◆ **Provided records**
::::::::::

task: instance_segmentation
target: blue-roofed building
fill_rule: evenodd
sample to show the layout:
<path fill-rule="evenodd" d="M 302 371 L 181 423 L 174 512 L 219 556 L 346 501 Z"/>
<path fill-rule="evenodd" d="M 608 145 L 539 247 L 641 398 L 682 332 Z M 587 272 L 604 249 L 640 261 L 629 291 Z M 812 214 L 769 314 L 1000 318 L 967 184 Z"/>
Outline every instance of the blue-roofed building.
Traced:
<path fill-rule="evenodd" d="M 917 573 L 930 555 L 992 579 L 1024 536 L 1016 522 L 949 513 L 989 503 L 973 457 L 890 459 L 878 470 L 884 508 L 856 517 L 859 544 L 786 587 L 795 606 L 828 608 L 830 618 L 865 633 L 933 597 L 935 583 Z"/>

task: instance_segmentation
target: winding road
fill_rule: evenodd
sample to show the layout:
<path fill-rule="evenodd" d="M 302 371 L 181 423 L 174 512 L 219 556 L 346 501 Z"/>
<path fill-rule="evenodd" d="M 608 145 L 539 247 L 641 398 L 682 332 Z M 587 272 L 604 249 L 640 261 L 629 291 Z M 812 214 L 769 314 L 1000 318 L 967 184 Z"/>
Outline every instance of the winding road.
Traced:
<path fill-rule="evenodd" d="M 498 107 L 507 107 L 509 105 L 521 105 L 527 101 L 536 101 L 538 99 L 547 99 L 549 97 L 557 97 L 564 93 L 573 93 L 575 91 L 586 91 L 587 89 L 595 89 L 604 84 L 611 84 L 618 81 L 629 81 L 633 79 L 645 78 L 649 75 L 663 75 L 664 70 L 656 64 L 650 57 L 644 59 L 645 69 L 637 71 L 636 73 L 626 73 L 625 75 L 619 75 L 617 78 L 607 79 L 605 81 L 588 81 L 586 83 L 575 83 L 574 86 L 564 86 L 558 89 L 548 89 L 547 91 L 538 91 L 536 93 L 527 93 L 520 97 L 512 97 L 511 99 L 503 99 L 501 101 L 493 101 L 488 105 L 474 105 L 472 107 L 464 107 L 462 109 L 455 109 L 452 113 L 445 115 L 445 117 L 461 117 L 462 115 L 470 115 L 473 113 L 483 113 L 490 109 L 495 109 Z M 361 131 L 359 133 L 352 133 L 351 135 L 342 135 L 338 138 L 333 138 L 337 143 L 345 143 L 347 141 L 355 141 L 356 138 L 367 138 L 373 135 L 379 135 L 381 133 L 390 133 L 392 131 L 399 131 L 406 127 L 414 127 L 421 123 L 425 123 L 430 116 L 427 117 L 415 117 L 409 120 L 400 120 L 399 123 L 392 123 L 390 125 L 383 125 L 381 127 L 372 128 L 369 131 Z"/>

::::::::::

◆ **Exercise task**
Rewrite every line from the start of the items through the line containing "917 573 L 930", both ends included, and multiply each coordinate in the answers by 0.55, rounding to whole numbers with halves going up. Keep all other lines as they are, including the requests and their sample outlines, and reproduce only these lines.

◆ **Reply**
task: instance_segmentation
target: blue-roofed building
fill_rule: evenodd
sample to show the layout:
<path fill-rule="evenodd" d="M 302 371 L 181 423 L 174 512 L 219 556 L 346 501 Z"/>
<path fill-rule="evenodd" d="M 608 145 L 539 247 L 641 398 L 682 332 Z M 587 272 L 604 249 L 640 261 L 629 291 Z M 812 214 L 769 314 L 1000 318 L 967 184 Z"/>
Outline every instance of the blue-roofed building.
Traced:
<path fill-rule="evenodd" d="M 504 315 L 512 305 L 546 318 L 563 295 L 559 287 L 522 282 L 544 277 L 535 251 L 490 252 L 483 259 L 486 279 L 471 284 L 472 299 L 432 323 L 437 333 L 455 334 L 457 340 L 476 348 L 513 328 L 514 321 Z"/>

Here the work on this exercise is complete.